▶ What is expected
Please revise these lines by swapping every "positive clicks" for "foreground clicks" and changing nothing else. Leave the pictures out of your answer.

Stored data entries
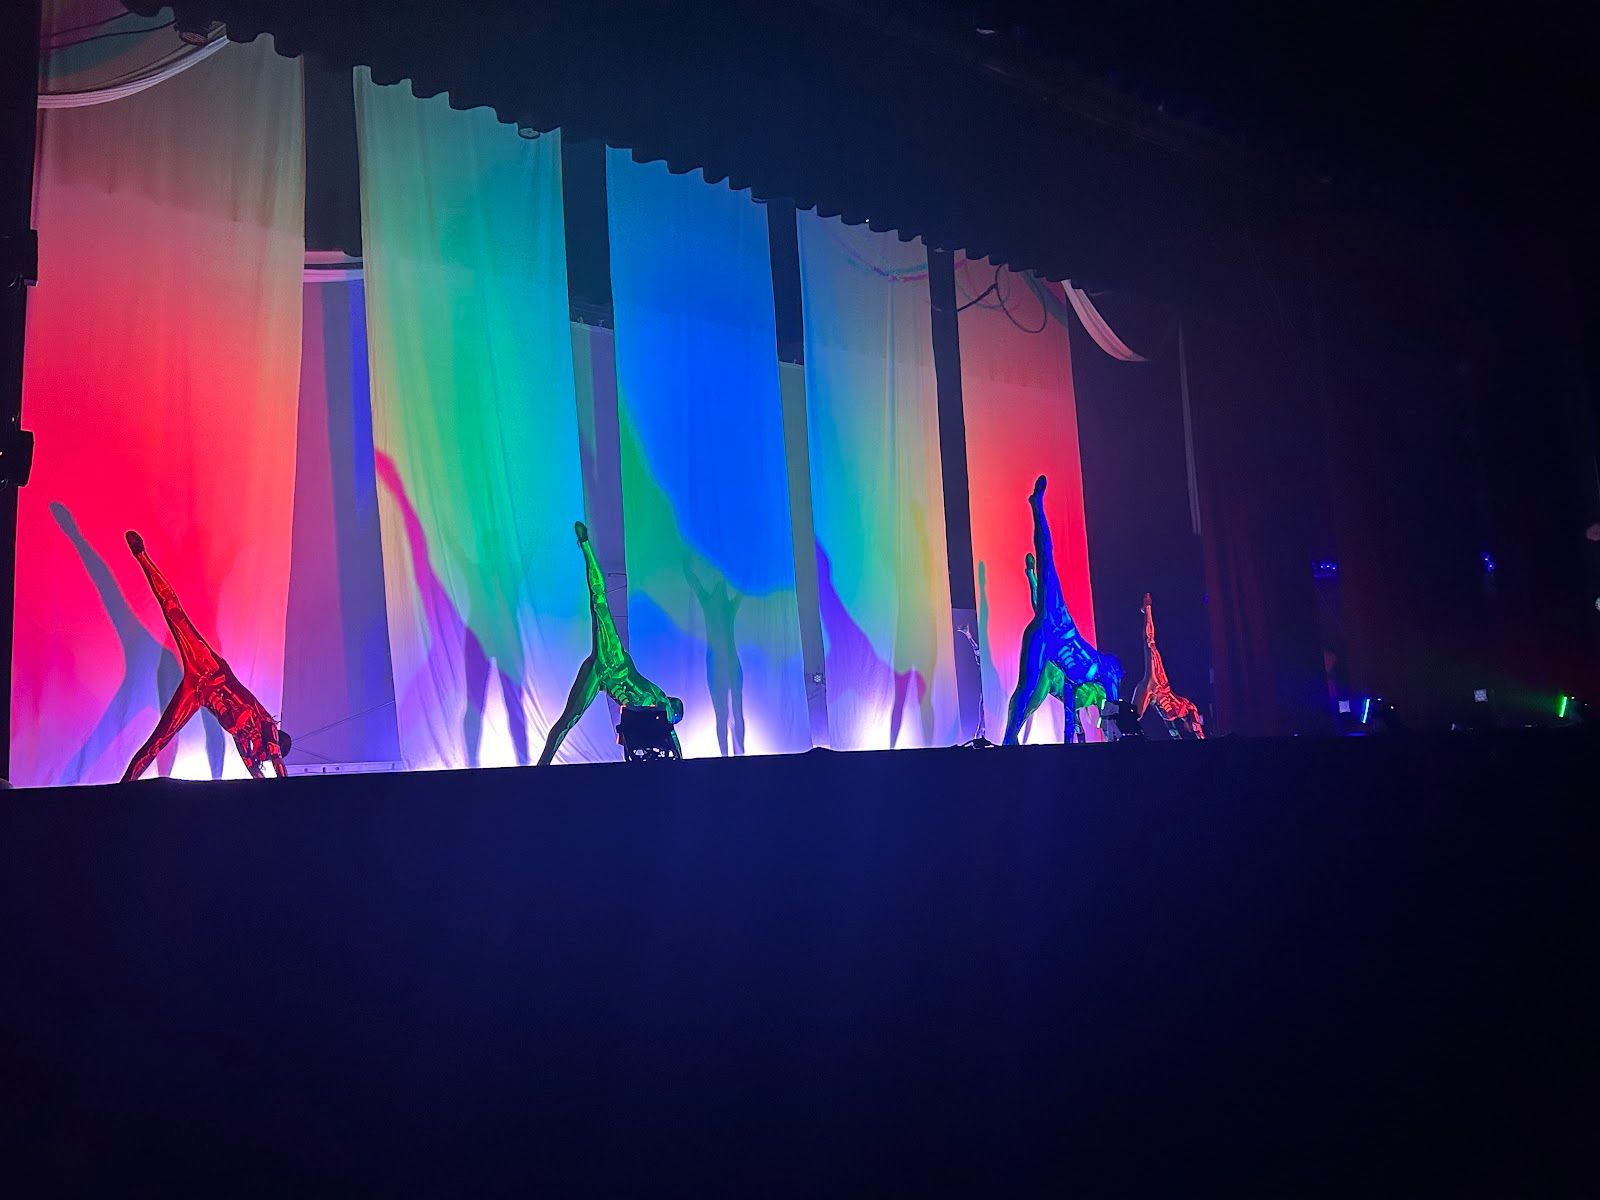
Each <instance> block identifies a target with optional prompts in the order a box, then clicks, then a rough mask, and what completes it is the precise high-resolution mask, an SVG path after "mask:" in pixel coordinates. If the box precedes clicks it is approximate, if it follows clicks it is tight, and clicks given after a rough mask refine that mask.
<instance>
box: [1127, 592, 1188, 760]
mask: <svg viewBox="0 0 1600 1200" xmlns="http://www.w3.org/2000/svg"><path fill="white" fill-rule="evenodd" d="M1139 611H1141V613H1144V678H1142V680H1139V686H1138V688H1134V690H1133V710H1134V714H1138V715H1139V717H1141V718H1142V717H1144V714H1146V712H1147V710H1149V707H1150V706H1152V704H1154V706H1155V710H1157V712H1158V714H1160V715H1162V720H1163V722H1166V728H1168V730H1171V733H1173V736H1174V738H1181V736H1182V734H1184V733H1186V731H1187V733H1189V734H1190V736H1192V738H1200V739H1203V738H1205V728H1203V726H1205V722H1203V720H1202V718H1200V709H1198V707H1195V702H1194V701H1190V699H1187V698H1184V696H1179V694H1178V693H1176V691H1173V685H1171V683H1168V682H1166V667H1165V666H1162V651H1160V650H1157V648H1155V613H1154V610H1152V606H1150V594H1149V592H1146V594H1144V603H1142V605H1139Z"/></svg>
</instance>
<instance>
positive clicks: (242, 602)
mask: <svg viewBox="0 0 1600 1200" xmlns="http://www.w3.org/2000/svg"><path fill="white" fill-rule="evenodd" d="M195 114H203V120H198V118H197V115H195ZM40 122H42V125H40V134H42V136H40V149H38V160H37V174H35V224H37V227H38V237H40V283H38V288H37V290H35V291H34V294H32V296H30V299H29V322H27V358H26V381H24V387H26V411H27V416H29V426H30V427H32V429H34V430H35V432H37V435H38V454H37V464H35V470H34V480H32V483H30V485H29V486H27V488H26V490H22V493H21V498H19V499H21V512H19V530H18V597H16V662H14V670H13V682H11V686H13V706H14V707H13V750H11V754H13V779H14V781H16V782H19V784H53V782H102V781H114V779H117V778H118V776H120V774H122V771H123V768H125V766H126V765H128V760H130V758H131V757H133V752H134V750H136V749H138V746H139V744H141V742H142V741H144V739H146V736H149V733H150V730H152V728H154V725H155V720H157V715H158V712H160V709H162V706H163V704H165V701H166V698H168V696H170V694H171V691H173V690H174V688H176V685H178V678H179V669H178V659H176V654H174V653H173V648H171V638H170V637H168V634H166V627H165V624H163V621H162V614H160V608H158V605H157V603H155V598H154V597H152V595H150V589H149V586H147V584H146V581H144V576H142V573H141V571H139V568H138V566H136V563H134V560H133V557H131V555H130V554H128V547H126V544H125V542H123V536H122V534H123V531H125V530H130V528H133V530H138V531H139V533H142V534H144V539H146V542H147V546H149V550H150V555H152V558H154V560H155V562H157V563H158V565H160V568H162V571H163V573H165V574H166V578H168V581H170V582H171V584H173V587H174V589H176V590H178V594H179V597H181V600H182V603H184V606H186V610H187V611H189V614H190V618H192V619H194V622H195V626H197V627H198V629H200V632H202V634H203V635H205V637H206V638H208V640H210V642H211V645H213V646H214V648H216V650H218V651H219V653H221V654H222V656H224V658H226V659H227V661H229V662H230V664H232V667H234V670H235V672H237V674H238V677H240V678H242V680H243V682H245V685H246V686H250V688H251V690H253V691H254V693H256V696H258V698H259V699H261V701H262V704H266V706H267V707H269V709H270V710H274V712H277V710H278V706H280V702H282V685H283V629H285V606H286V595H288V574H290V526H291V507H293V494H294V443H296V424H294V408H296V392H298V374H299V338H301V269H302V256H304V235H302V222H304V206H306V174H304V112H302V90H301V64H299V62H298V61H293V59H285V58H280V56H278V54H277V53H274V48H272V43H270V40H267V38H261V40H258V42H254V43H251V45H248V46H237V48H235V50H234V53H229V54H222V56H219V58H214V59H210V61H206V62H202V64H200V66H197V67H195V69H194V70H189V72H186V74H184V75H181V77H179V78H173V80H170V82H168V83H165V85H163V86H162V88H157V90H152V91H147V93H142V94H139V96H134V98H131V99H128V101H125V102H122V104H114V106H104V107H91V109H78V110H66V112H46V114H43V115H42V118H40ZM290 733H293V730H290ZM158 770H160V771H162V773H166V774H181V776H206V778H211V776H218V774H229V776H235V774H243V766H242V763H240V762H238V757H237V754H235V752H234V749H232V747H230V746H229V744H227V742H226V738H224V734H222V731H221V728H219V726H218V725H216V723H214V722H213V720H211V717H210V715H206V714H202V715H200V717H197V718H195V720H192V722H190V723H189V726H187V728H186V730H184V733H182V734H181V738H179V739H178V741H176V744H174V747H173V749H171V750H170V752H168V754H166V755H163V757H162V758H160V760H158Z"/></svg>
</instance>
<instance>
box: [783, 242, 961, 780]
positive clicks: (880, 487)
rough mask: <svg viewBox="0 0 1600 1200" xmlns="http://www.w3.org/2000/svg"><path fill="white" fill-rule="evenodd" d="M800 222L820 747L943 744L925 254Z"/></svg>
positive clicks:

▶ Solution to the exercise
Each <instance> block identifies a target with optional prompts in the order a box, then clicks, then a rough mask, and what completes it is the precise high-resolution mask, an SVG path after "mask:" in pixel coordinates. If the box precedes clicks it is approximate, if it follows clicks it is tight, and clicks given after a rough mask refine that mask.
<instance>
box: [1127, 592, 1188, 760]
mask: <svg viewBox="0 0 1600 1200" xmlns="http://www.w3.org/2000/svg"><path fill="white" fill-rule="evenodd" d="M1139 611H1141V613H1144V678H1142V680H1139V686H1138V688H1134V690H1133V710H1134V714H1138V715H1139V717H1141V718H1142V717H1144V714H1146V712H1147V710H1149V707H1150V706H1152V704H1154V706H1155V710H1157V712H1158V714H1160V715H1162V720H1163V722H1166V728H1168V730H1171V733H1173V736H1174V738H1181V736H1182V734H1184V733H1186V731H1187V733H1189V734H1190V736H1192V738H1200V739H1203V738H1205V728H1203V726H1205V722H1203V720H1202V718H1200V709H1198V707H1195V702H1194V701H1190V699H1187V698H1184V696H1179V694H1178V693H1176V691H1173V685H1171V683H1168V682H1166V667H1165V666H1162V651H1160V650H1157V648H1155V613H1154V610H1152V606H1150V594H1149V592H1146V594H1144V603H1142V605H1139Z"/></svg>
</instance>
<instance>
foreground clicks: (242, 602)
mask: <svg viewBox="0 0 1600 1200" xmlns="http://www.w3.org/2000/svg"><path fill="white" fill-rule="evenodd" d="M195 114H203V120H198V118H197V115H195ZM40 122H42V125H40V134H42V136H40V149H38V160H37V174H35V224H37V227H38V237H40V283H38V288H37V290H35V291H34V294H32V296H30V299H29V322H27V358H26V381H24V387H26V411H27V416H29V426H30V427H32V429H34V430H35V432H37V435H38V454H37V464H35V470H34V480H32V483H30V485H29V486H27V488H26V490H22V493H21V498H19V499H21V512H19V530H18V597H16V662H14V670H13V682H11V686H13V706H14V707H13V750H11V754H13V779H14V781H16V782H19V784H53V782H102V781H114V779H117V778H118V776H120V774H122V771H123V768H125V766H126V765H128V760H130V758H131V757H133V752H134V750H136V749H138V746H139V744H141V742H142V741H144V739H146V736H149V733H150V730H152V728H154V725H155V720H157V715H158V712H160V709H162V706H163V704H165V701H166V698H168V696H170V694H171V691H173V690H174V688H176V685H178V678H179V669H178V659H176V654H174V653H173V648H171V638H170V637H168V634H166V627H165V624H163V621H162V614H160V608H158V605H157V603H155V598H154V597H152V595H150V589H149V586H147V584H146V581H144V576H142V573H141V571H139V568H138V566H136V563H134V560H133V557H131V555H130V554H128V547H126V544H125V542H123V536H122V534H123V531H125V530H130V528H133V530H138V531H139V533H142V534H144V539H146V542H147V546H149V550H150V555H152V558H154V560H155V562H157V563H158V565H160V568H162V571H163V573H165V574H166V578H168V581H170V582H171V584H173V587H174V589H176V590H178V594H179V597H181V600H182V603H184V606H186V610H187V611H189V614H190V618H192V619H194V622H195V626H197V627H198V629H200V632H202V634H203V635H205V637H206V638H208V640H210V642H211V645H213V646H214V648H216V650H218V651H219V653H221V654H222V656H224V658H226V659H227V661H229V662H230V664H232V667H234V670H235V672H237V674H238V677H240V678H242V680H243V682H245V685H246V686H250V688H251V690H253V691H254V693H256V696H258V698H259V699H261V701H262V704H266V706H267V707H269V709H270V710H274V712H277V710H278V706H280V702H282V685H283V629H285V606H286V595H288V574H290V526H291V507H293V494H294V443H296V424H294V408H296V392H298V374H299V338H301V269H302V256H304V235H302V222H304V206H306V174H304V112H302V90H301V64H299V62H298V61H293V59H285V58H280V56H278V54H277V53H274V48H272V43H270V40H267V38H261V40H258V42H254V43H251V45H248V46H237V48H235V50H234V53H229V54H222V56H219V58H214V59H210V61H206V62H202V64H200V66H197V67H195V69H194V70H189V72H186V74H184V75H181V77H179V78H173V80H170V82H168V83H165V85H163V86H162V88H157V90H152V91H147V93H142V94H139V96H134V98H131V99H128V101H125V102H122V104H114V106H104V107H91V109H78V110H66V112H46V114H43V115H42V118H40ZM290 733H293V730H290ZM158 770H160V771H162V773H166V774H181V776H206V778H211V776H218V774H229V776H235V774H243V766H242V763H240V762H238V757H237V754H235V752H234V749H232V747H230V746H229V744H227V742H226V738H224V734H222V731H221V728H219V726H218V725H216V723H214V722H213V720H211V717H210V715H206V714H202V715H200V717H197V718H195V720H192V722H190V723H189V726H187V728H186V730H184V733H182V734H181V738H179V739H178V741H176V744H174V747H173V749H171V750H170V752H168V754H166V755H163V757H162V758H160V760H158Z"/></svg>
</instance>
<instance>
box: [783, 242, 961, 780]
foreground clicks: (880, 487)
rough mask: <svg viewBox="0 0 1600 1200" xmlns="http://www.w3.org/2000/svg"><path fill="white" fill-rule="evenodd" d="M800 222L820 747L943 744L925 254Z"/></svg>
foreground clicks:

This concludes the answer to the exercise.